File spoon-archives/marxism2.archive/marxism2_1996/96-06-08.010, message 192


Date: Wed, 05 Jun 1996 17:47:20 +0000
From: lisa rogers <lrogers-AT-burgoyne.com>
Subject: Re: Rosa Luxemburg


Well Jerry, just because I learned about her economics first doesn't 
mean she's remembered as an economist, it's just that Hunt's book and 
course are about economic thought, and from a left point of view at 
that.

When at first some of you denied that Luxemburg said anything about the 
role of militarism in the economy, I was willing to doubt my own memory. 
 After retrieving Hunt's book from one of my local followers, I found 
that I am not that absent-minded after all, it's in there.  Hunt said it 
is one of the under-appreciated aspects of her work on imperialism and 
economics in general.  So if Keynes or Vance or anybody else is 
credited, she should be also, and she did it in the 19teens.

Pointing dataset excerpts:
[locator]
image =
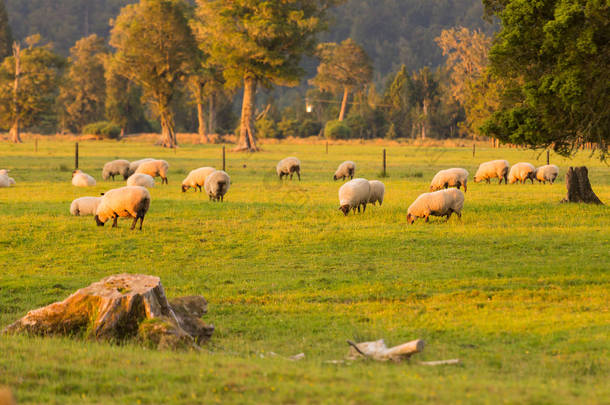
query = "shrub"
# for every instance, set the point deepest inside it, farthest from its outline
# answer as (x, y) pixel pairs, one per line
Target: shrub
(337, 130)
(104, 128)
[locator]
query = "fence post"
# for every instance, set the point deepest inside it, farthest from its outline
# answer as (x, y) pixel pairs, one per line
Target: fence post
(224, 159)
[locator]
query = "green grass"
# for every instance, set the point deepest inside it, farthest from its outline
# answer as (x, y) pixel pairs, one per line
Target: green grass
(518, 290)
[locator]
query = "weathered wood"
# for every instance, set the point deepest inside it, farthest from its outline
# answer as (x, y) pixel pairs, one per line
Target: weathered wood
(378, 350)
(579, 187)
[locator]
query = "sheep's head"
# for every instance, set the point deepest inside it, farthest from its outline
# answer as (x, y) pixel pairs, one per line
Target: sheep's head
(410, 218)
(344, 209)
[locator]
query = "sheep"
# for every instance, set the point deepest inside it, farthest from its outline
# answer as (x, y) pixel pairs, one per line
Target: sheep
(116, 167)
(128, 202)
(345, 170)
(217, 184)
(196, 178)
(491, 170)
(546, 173)
(521, 172)
(85, 206)
(455, 177)
(438, 203)
(133, 166)
(141, 179)
(154, 168)
(377, 192)
(354, 194)
(81, 179)
(289, 166)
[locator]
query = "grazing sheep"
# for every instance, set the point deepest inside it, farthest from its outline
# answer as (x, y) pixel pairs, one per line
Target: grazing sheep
(521, 172)
(455, 177)
(345, 170)
(133, 166)
(154, 168)
(196, 178)
(116, 167)
(141, 179)
(127, 202)
(354, 194)
(85, 206)
(289, 166)
(377, 192)
(82, 179)
(491, 170)
(217, 184)
(438, 203)
(546, 173)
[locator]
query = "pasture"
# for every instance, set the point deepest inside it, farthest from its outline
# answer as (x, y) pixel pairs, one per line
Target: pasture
(518, 290)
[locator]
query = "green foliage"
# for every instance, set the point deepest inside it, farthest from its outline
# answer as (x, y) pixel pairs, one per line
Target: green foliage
(104, 128)
(553, 58)
(83, 91)
(337, 130)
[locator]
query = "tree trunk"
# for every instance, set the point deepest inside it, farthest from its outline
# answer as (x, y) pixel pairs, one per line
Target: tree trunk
(168, 132)
(211, 115)
(343, 104)
(579, 187)
(202, 125)
(247, 135)
(14, 132)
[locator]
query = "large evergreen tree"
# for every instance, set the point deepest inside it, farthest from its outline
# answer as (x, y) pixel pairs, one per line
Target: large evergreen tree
(553, 56)
(156, 50)
(258, 43)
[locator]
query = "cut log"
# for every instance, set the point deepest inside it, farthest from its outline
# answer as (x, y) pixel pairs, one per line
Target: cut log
(378, 350)
(579, 187)
(115, 308)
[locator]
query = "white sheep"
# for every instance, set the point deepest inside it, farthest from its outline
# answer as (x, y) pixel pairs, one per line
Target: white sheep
(154, 168)
(546, 173)
(127, 202)
(354, 194)
(455, 177)
(345, 170)
(216, 185)
(289, 166)
(114, 168)
(196, 178)
(133, 166)
(85, 206)
(141, 179)
(438, 203)
(521, 172)
(82, 179)
(492, 170)
(377, 192)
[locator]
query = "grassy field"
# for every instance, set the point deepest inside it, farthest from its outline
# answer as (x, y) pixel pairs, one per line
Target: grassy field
(519, 290)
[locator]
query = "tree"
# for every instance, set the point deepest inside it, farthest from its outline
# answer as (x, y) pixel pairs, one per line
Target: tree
(344, 67)
(156, 50)
(28, 86)
(553, 58)
(258, 42)
(83, 92)
(6, 36)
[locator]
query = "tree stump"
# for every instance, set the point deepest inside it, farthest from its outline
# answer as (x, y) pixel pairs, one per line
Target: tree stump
(121, 307)
(579, 187)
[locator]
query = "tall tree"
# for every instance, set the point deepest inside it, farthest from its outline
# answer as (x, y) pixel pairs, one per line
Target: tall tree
(28, 86)
(156, 50)
(83, 92)
(344, 68)
(6, 36)
(553, 56)
(258, 43)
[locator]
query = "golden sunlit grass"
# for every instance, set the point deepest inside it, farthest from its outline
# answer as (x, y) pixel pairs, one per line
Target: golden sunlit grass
(518, 290)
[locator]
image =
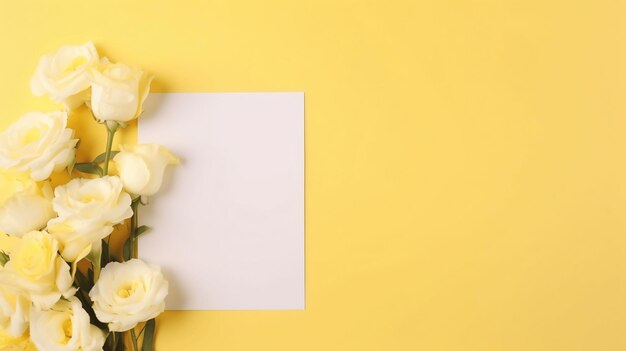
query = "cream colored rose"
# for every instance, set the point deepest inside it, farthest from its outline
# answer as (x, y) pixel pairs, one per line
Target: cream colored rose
(39, 143)
(128, 293)
(118, 91)
(65, 327)
(14, 311)
(141, 167)
(36, 268)
(65, 74)
(100, 200)
(25, 205)
(77, 236)
(15, 343)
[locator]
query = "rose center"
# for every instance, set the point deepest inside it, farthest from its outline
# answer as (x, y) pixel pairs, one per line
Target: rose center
(76, 63)
(32, 135)
(126, 291)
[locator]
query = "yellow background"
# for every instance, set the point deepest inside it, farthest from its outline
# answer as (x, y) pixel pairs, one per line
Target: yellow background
(465, 160)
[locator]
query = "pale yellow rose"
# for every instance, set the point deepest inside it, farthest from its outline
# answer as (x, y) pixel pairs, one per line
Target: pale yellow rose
(129, 293)
(118, 91)
(25, 205)
(77, 236)
(36, 269)
(14, 343)
(64, 75)
(102, 200)
(14, 311)
(39, 143)
(65, 327)
(141, 167)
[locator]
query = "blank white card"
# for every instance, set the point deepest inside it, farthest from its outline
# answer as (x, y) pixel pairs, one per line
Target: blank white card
(228, 224)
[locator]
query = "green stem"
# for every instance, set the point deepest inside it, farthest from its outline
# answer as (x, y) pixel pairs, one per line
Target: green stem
(133, 227)
(134, 338)
(111, 129)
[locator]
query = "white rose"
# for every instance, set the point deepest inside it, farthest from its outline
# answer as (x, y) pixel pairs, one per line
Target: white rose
(141, 167)
(25, 205)
(129, 293)
(118, 91)
(38, 142)
(77, 236)
(65, 74)
(100, 200)
(65, 327)
(36, 268)
(15, 343)
(14, 311)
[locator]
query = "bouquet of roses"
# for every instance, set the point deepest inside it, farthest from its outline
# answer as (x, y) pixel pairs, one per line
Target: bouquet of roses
(63, 286)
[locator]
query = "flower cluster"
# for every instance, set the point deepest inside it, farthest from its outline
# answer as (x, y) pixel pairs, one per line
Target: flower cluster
(61, 285)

:: Written problem ::
Can you continue the mailing-list message about Rosa Luxemburg from where it stops?

:: Reply ::
Walter Daum wrote:
> I'm pretty sure Cliff acknowledged his debt to Vance. The theory is
> bascically underconsumptionist: arms spending sops up surplus value
> and raises wages through state-induced production, thereby dampening
> the crisis cycle. 

LR asks: Is "underconsumption" basically the same thing as a "glut of 
capital" ?  I haven't read Lux. in the original, but that's how Hunt 
describes her theory, in terms of relieving the glut of capital at home. 
 It is capital looking for a more profitable outlet that leads to 
imperialism and [related] militarism. 


AdamR: >What distinguished Luxembourg's theory from Kautsky's, and the 
IS version >of the permanent arms economy from any left Keynesian one, 
was that the >marxist theory explains the expansion, and why crisis may 
have been postponed, >but also shows why the boom contains within itself 
a return to crisis at a >higher level.
 
WalterD: Well, whether (or rather how) the permanent arms economy theory 
foresaw the return to crisis is a matter of interpretation at least. 
Cliff at one point argued that the competing powers would be forced to 
reduce their arms spending because it is a drain on accumulation and 
productivity. So arms would be less of a stabilizer and therefore crisis 
would return.

Lisa: According to the way I read Hunt, Lux. argument was that the 
higher rates of profit that result from expansion, including the profits 
realized by supplying the military, that actually fueled further 
accumulation - thereby resulting in another glut of capital, looking for 
still further outlet.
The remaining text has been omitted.